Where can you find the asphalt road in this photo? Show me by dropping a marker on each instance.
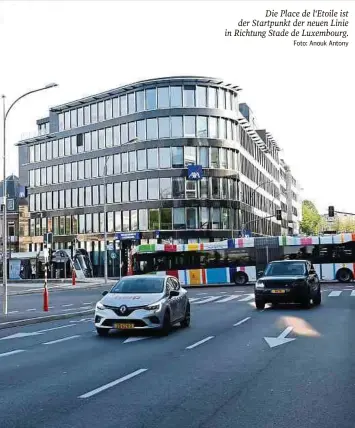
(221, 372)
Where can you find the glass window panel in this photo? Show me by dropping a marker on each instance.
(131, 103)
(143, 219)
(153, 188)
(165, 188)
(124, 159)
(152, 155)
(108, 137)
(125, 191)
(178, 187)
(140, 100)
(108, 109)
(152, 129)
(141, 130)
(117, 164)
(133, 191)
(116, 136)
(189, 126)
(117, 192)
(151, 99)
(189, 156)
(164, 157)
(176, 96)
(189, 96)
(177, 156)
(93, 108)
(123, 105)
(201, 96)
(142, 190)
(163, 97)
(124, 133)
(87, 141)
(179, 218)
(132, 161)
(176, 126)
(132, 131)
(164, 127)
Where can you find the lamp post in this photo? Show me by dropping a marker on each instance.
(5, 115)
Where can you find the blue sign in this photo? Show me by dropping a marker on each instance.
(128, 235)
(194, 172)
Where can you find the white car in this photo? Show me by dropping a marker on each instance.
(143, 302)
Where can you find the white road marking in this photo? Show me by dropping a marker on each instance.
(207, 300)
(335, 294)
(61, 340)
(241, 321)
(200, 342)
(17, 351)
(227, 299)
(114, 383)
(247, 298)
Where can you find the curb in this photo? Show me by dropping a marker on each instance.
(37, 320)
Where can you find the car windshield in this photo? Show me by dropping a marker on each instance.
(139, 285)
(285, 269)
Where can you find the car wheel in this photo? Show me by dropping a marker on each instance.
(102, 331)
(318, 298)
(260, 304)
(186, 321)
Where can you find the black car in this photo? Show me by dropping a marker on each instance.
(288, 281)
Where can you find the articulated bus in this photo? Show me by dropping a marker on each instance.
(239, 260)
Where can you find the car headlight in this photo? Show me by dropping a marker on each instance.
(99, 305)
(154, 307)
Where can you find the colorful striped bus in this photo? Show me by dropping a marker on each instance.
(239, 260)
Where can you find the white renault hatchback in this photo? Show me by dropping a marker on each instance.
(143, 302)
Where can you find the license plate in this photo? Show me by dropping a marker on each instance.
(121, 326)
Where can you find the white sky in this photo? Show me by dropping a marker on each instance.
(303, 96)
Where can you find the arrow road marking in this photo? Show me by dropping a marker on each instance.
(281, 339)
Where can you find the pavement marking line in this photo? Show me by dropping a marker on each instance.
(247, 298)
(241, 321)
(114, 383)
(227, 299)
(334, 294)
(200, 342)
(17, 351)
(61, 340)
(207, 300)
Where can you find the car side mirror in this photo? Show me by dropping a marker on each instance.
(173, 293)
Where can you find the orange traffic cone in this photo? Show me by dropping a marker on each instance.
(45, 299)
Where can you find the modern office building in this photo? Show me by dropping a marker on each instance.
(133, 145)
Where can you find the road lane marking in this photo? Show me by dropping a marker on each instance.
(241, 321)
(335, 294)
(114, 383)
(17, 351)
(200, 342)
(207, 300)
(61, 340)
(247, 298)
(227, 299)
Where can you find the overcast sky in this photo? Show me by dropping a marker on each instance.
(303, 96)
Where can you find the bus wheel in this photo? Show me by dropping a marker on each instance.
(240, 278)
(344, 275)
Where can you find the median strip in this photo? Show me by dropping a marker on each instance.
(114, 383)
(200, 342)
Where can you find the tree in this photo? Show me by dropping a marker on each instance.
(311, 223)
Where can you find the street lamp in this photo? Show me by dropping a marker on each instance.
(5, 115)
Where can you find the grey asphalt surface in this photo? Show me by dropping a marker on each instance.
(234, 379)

Written exercise: Every entry above is to be set down exactly; the pictures are to be left out.

Result below:
Where can you find the asphalt road in this photo? Show me by dropping a marker on each instance.
(221, 372)
Where can you find the glass window panel in this photo? Show me by dropping a marker on each instance.
(131, 103)
(143, 219)
(153, 188)
(165, 188)
(124, 159)
(152, 155)
(108, 137)
(125, 191)
(178, 187)
(140, 100)
(108, 109)
(152, 129)
(141, 130)
(117, 164)
(133, 191)
(116, 136)
(189, 126)
(117, 192)
(151, 99)
(189, 156)
(164, 157)
(176, 96)
(189, 96)
(177, 156)
(93, 108)
(123, 105)
(201, 96)
(142, 190)
(163, 97)
(124, 133)
(87, 141)
(179, 218)
(132, 161)
(176, 126)
(132, 131)
(164, 127)
Where can you find the lamp post in this photo? Show me by dropping a marker on each instance.
(5, 115)
Where can you find the blue sign in this photo? Show me by dropping a marker on each instance.
(128, 235)
(194, 172)
Where can you find the white car in this photo? Show me by dropping a marker on each instance.
(143, 302)
Where can you find the white road marking in this photo? Show me by dropping a marker on each instance.
(207, 300)
(335, 294)
(61, 340)
(241, 321)
(200, 342)
(17, 351)
(227, 299)
(114, 383)
(247, 298)
Where can you find the curb in this photo? Show me by dropping a marker on each instance.
(37, 320)
Where can you find the car windshield in this photo? Show me by dropping a marker on each instance.
(139, 285)
(285, 269)
Where can you find the car wheel in this photo? Show me by dropping a marker on each instance.
(102, 331)
(318, 298)
(260, 304)
(186, 321)
Where can you find the black car in this photo? Show me by dropping a marker on each instance.
(288, 281)
Where can you find the articulated bus in this photo? Show me by dropping a marker on each instance.
(239, 260)
Where can you find the car headlight in this photo? Show me by dropping a marker on each instance.
(99, 305)
(154, 307)
Where can you find the colorful striped bus in this photo? Show me by dropping a marker on each instance.
(239, 260)
Where can you find the white renault hatchback in this photo? Show me by dropping a marker on each instance.
(143, 302)
Where can you find the license plate in this photo? Show me by dropping a marker on each instance.
(121, 326)
Where can you find the white sky in this photo? Show me by dropping a marker on each instance.
(303, 96)
Where can you find the arrow road marking in this photo? Show me by dropping a marker on each instance.
(281, 339)
Where can you find the pavement marking line in this photo? Show me by dropping a marker on each instance.
(247, 298)
(241, 321)
(114, 383)
(227, 299)
(334, 294)
(200, 342)
(17, 351)
(61, 340)
(207, 300)
Where can you find the car side mirror in this photo? Show me by dropping a marker on each instance.
(173, 293)
Where can you find the orange traffic cone in this photo? Show me by dropping a marker on each instance.
(45, 299)
Where can you find the modern office building in this photo? Show me by dropping a marker on each instance.
(133, 145)
Where can you find the road lane marking in this photo? Show me by dropping a marker on each instance.
(241, 321)
(335, 294)
(114, 383)
(17, 351)
(200, 342)
(207, 300)
(61, 340)
(247, 298)
(227, 299)
Where can you find the overcast sky in this photo? Show me by dropping a marker on each instance.
(303, 96)
Where can you find the bus wheel in this photo? Show me by dropping a marker on each instance.
(240, 278)
(344, 275)
Where can you find the median strip in this photo? Show me by dropping a marker on each instance.
(114, 383)
(200, 342)
Where can you find the tree in this photo? Show me by dropping a marker on each instance.
(311, 223)
Where can you find the street lamp in this photo? Show me by dropping a marker on each instance.
(5, 115)
Where can you find the grey asphalt surface in this photo? Show me by dropping a marker on each instance.
(234, 379)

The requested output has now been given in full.